TASK MATERIAL:
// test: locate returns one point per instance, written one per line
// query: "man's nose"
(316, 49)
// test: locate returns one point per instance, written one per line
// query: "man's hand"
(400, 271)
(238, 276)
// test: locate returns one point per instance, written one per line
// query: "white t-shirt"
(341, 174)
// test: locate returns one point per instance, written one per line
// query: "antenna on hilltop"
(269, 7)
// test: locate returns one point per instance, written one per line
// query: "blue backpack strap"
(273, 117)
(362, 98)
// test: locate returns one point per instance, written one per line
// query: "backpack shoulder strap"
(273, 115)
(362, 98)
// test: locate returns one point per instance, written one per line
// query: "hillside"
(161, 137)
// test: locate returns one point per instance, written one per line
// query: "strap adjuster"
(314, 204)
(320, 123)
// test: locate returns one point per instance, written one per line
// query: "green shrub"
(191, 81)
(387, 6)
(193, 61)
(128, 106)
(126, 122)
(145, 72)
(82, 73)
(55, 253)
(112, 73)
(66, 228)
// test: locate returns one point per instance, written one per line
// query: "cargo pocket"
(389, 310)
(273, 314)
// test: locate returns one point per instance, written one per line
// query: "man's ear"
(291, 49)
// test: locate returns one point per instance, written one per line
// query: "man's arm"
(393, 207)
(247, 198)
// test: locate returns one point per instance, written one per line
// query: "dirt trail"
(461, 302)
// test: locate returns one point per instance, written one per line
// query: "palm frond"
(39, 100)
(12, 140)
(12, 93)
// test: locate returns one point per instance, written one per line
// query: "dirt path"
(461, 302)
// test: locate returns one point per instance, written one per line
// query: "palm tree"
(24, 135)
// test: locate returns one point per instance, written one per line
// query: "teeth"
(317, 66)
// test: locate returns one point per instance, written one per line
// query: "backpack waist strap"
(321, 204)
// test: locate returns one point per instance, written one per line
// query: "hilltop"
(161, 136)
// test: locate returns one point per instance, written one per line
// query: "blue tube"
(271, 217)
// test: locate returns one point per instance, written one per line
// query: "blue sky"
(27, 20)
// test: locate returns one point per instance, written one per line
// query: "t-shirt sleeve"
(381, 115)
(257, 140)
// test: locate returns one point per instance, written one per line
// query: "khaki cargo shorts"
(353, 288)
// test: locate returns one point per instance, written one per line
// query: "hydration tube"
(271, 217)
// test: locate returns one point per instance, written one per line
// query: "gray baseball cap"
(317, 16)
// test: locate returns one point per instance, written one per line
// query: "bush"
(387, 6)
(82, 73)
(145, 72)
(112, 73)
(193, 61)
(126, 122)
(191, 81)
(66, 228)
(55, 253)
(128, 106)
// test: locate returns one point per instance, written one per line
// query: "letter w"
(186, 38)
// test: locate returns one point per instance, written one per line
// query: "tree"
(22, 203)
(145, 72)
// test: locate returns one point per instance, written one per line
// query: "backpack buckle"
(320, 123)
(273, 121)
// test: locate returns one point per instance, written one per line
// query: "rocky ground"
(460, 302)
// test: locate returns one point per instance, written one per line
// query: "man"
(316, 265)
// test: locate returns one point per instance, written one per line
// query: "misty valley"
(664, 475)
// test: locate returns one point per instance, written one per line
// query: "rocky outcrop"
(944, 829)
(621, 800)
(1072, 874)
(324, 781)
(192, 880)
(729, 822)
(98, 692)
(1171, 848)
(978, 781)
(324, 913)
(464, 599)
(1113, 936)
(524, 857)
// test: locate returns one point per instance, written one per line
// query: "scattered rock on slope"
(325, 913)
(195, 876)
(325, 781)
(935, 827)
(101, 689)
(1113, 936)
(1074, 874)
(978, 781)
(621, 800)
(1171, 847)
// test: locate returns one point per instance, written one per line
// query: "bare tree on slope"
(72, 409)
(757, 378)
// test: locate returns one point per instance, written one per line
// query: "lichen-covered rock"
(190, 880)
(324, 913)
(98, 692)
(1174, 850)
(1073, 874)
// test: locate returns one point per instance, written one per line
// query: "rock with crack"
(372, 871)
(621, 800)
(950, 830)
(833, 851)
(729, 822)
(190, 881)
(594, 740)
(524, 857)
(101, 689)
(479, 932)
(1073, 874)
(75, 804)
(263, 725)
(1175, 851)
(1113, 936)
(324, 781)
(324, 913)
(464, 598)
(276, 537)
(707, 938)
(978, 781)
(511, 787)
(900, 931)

GIVEN EXERCISE: The records above should be duplicated in full, exactly as given.

TASK ANSWER:
// test: locate returns one point per instance, written one per line
// query: "man's nose"
(316, 49)
// test: locate returns one point per instance, written one per line
// query: "man's hand"
(400, 271)
(238, 276)
// test: locate returns one point per instance, written one per line
// query: "white t-shirt"
(341, 174)
// test: locate returns one point per instance, written one per line
// query: "antenna on hilltop"
(269, 7)
// test: locate returns one point per instance, written one per line
// query: "blue backpack strap"
(273, 117)
(362, 98)
// test: locate returns one point per instance, written one per line
// query: "backpack shoulder strap"
(273, 115)
(362, 98)
// test: locate returns one point per instance, written one per line
// query: "hillside"
(161, 137)
// test: locate returns one point per instance, written one per line
// query: "strap adjuster"
(314, 204)
(320, 123)
// test: locate returns one point per instance, written one per line
// query: "green shrub"
(191, 81)
(387, 6)
(193, 61)
(128, 106)
(126, 122)
(145, 72)
(82, 73)
(55, 253)
(112, 73)
(66, 228)
// test: locate returns one point per instance, written one per line
// query: "cargo pocket"
(389, 310)
(273, 314)
// test: locate returns one point per instance, written one per line
// query: "man's ear"
(291, 49)
// test: locate returns one point per instance, written one per line
// query: "man's arm"
(393, 207)
(247, 198)
// test: locate returns one point per instance, written one per line
// query: "dirt trail"
(461, 302)
// test: locate returns one point per instance, written one per line
// query: "palm frond"
(39, 100)
(12, 140)
(12, 93)
// test: locate returns one point per instance, written one per line
// query: "dirt path"
(461, 302)
// test: locate returns one point per instance, written one per line
// query: "palm tree"
(24, 135)
// test: locate returns one point per instance, written one per line
// query: "teeth"
(317, 66)
// test: locate returns one point per instance, written one per line
// query: "backpack waist strap"
(321, 204)
// test: locate returns one point per instance, written one per line
// query: "hilltop"
(161, 136)
// test: locate returns one point per instance, written one per line
// query: "blue tube"
(271, 217)
// test: locate returns one point per instance, written one per line
// query: "blue sky"
(27, 20)
// test: locate returns one point per instance, written one per line
// query: "t-shirt sleeve"
(381, 115)
(257, 140)
// test: locate returns one point per instance, written one per line
// query: "khaki cargo shorts"
(353, 288)
// test: locate returns one point per instance, written one per line
// query: "hydration tube"
(271, 217)
// test: locate returns one point per instance, written one per line
// query: "gray baseball cap"
(317, 16)
// test: locate returns one point per instance, written one per line
// query: "bush"
(387, 6)
(82, 73)
(145, 72)
(112, 73)
(193, 61)
(126, 122)
(191, 81)
(66, 228)
(55, 253)
(128, 106)
// test: locate returns one point per instance, written one per line
// query: "letter w"
(186, 38)
// test: locate returns one point per instance, written one per line
// query: "tree"
(22, 203)
(145, 72)
// test: locate returns one point per instance, written one per line
// query: "backpack buckle"
(320, 123)
(273, 121)
// test: locate returns one point per instance, written one per line
// query: "rocky ground"
(460, 302)
// test: locate returns one point per instance, written one per line
// query: "man"
(316, 265)
// test: locate returns one point per instance, written one per line
// query: "misty valley"
(664, 475)
// test: locate returns one point per instance, written one per line
// query: "rocky outcrop"
(944, 829)
(621, 800)
(1072, 874)
(324, 781)
(192, 880)
(729, 822)
(98, 692)
(1171, 848)
(978, 781)
(324, 913)
(464, 599)
(1113, 936)
(524, 857)
// test: locate returns one point per instance, written one per line
// query: "scattered rock on slope"
(325, 913)
(195, 876)
(325, 781)
(935, 827)
(101, 689)
(1113, 936)
(1074, 874)
(978, 781)
(621, 800)
(1171, 847)
// test: locate returns one point per instance, written one per line
// query: "bare tree on slope"
(72, 409)
(757, 378)
// test: locate returns one point per instance, written one per line
// query: "lichen-covered rock"
(190, 880)
(324, 913)
(98, 692)
(1174, 850)
(1073, 874)
// test: locate returns one point per instance, written one per line
// query: "rock with crack"
(372, 871)
(621, 800)
(950, 830)
(833, 851)
(729, 822)
(190, 881)
(594, 740)
(524, 857)
(101, 689)
(479, 932)
(1073, 874)
(75, 804)
(263, 725)
(1175, 851)
(1113, 936)
(324, 781)
(324, 913)
(464, 598)
(276, 537)
(707, 938)
(978, 781)
(511, 787)
(900, 931)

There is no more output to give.